GOAL OF THE EXERCISE:
Show every line in the listing below that contains the word "person", copying each line in full. Case counts when matching.

DATA RECORDS:
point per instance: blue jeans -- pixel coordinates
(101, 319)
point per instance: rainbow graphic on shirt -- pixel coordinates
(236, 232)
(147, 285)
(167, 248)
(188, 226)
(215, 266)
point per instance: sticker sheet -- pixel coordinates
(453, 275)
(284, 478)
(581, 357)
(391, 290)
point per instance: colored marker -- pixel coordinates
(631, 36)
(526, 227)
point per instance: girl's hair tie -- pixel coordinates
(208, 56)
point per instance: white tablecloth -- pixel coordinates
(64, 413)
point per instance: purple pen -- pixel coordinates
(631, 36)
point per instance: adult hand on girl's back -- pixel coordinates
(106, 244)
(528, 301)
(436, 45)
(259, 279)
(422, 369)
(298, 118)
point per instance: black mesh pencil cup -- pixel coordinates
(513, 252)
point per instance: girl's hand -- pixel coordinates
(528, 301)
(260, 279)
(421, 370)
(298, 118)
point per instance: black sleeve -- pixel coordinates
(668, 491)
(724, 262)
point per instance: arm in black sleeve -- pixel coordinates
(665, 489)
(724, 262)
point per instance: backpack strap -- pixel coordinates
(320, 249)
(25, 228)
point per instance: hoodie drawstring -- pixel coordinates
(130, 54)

...

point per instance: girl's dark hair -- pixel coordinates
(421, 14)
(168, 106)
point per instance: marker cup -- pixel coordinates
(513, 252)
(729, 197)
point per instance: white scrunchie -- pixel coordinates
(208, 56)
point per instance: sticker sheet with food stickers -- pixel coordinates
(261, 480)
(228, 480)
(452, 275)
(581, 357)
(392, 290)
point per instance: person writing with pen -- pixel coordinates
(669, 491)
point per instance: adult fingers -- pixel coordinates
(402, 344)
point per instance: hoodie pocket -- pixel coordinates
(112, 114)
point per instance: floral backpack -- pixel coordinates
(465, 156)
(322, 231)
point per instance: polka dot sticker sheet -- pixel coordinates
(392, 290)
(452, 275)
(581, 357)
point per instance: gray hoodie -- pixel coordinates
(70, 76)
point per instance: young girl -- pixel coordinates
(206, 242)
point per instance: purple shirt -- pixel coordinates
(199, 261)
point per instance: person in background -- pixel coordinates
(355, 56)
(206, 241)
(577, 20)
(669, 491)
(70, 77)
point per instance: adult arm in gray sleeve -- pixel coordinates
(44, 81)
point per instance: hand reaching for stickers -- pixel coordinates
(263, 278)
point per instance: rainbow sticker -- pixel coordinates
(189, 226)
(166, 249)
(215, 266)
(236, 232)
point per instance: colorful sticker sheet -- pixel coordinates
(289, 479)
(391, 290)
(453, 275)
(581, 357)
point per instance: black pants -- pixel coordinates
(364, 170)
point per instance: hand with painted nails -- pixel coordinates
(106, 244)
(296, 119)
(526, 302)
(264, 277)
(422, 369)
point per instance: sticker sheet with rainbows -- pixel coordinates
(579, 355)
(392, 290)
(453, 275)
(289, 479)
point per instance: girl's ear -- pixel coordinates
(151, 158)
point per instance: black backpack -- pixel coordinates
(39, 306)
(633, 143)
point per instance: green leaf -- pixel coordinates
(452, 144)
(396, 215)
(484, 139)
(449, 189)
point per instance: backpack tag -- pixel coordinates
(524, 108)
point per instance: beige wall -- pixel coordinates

---

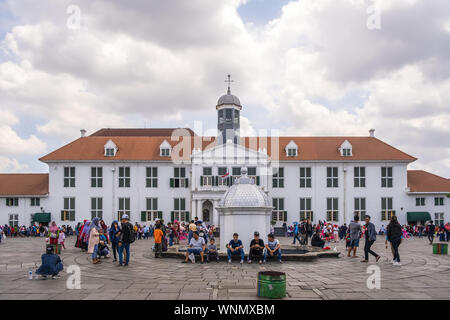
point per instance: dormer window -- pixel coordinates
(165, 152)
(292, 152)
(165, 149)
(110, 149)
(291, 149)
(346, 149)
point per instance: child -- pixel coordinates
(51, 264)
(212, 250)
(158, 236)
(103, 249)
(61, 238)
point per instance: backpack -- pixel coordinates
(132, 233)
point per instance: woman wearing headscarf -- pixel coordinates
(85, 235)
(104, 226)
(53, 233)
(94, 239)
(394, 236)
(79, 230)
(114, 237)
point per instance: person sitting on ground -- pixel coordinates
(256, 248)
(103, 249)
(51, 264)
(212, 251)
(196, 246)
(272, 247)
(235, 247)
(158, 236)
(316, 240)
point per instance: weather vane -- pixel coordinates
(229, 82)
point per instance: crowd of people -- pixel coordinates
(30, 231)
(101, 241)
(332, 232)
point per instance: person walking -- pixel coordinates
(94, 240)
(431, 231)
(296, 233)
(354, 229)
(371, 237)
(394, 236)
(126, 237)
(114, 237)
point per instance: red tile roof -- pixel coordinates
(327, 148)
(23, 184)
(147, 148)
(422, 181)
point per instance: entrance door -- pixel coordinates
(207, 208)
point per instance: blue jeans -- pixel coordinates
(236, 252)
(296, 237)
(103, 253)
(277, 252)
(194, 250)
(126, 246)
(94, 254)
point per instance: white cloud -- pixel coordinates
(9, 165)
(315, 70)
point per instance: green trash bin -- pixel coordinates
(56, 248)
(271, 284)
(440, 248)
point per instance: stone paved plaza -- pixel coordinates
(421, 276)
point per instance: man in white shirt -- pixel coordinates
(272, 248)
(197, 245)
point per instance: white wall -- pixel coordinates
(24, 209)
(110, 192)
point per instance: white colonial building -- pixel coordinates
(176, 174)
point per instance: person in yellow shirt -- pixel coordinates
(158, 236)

EXERCISE SOLUTION:
point per instance: person writing with pen -- pixel coordinates
point per instance: person in background -- pixel coordinates
point per instance: person sitting on ground -- pixel coordinates
point per instance: person walking -- pixel coordinates
point per instance: person in yellow shirt -- pixel coordinates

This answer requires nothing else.